What to work on: Copy out the records, substituting "BoxLocator" for every "ObjectDetector" and leaving everything else unchanged. Omit the pictures from your copy.

Extracted records:

++++++++++

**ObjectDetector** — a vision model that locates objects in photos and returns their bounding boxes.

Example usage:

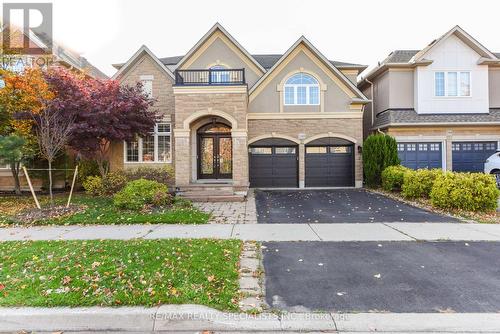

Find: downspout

[365,79,375,126]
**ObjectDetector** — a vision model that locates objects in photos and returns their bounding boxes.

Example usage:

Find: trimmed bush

[78,159,99,185]
[82,176,102,196]
[83,167,173,196]
[102,170,128,195]
[430,172,498,211]
[113,179,171,210]
[382,165,411,191]
[401,169,443,198]
[126,167,174,185]
[363,134,400,187]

++++++++++

Solution below:
**BoxLocator** — a vision model that locates objects in photos and returns their bounding boxes.

Example usage:


Find: downspout

[365,79,375,126]
**BoxLocator** — a vision model that locates objects in photos and returns their bounding boxes.

Example usage:

Find: trimmed bush

[78,159,99,185]
[82,176,102,196]
[83,167,173,196]
[102,170,128,195]
[430,172,498,211]
[113,179,171,210]
[382,165,411,191]
[401,169,443,198]
[126,167,174,185]
[363,134,400,187]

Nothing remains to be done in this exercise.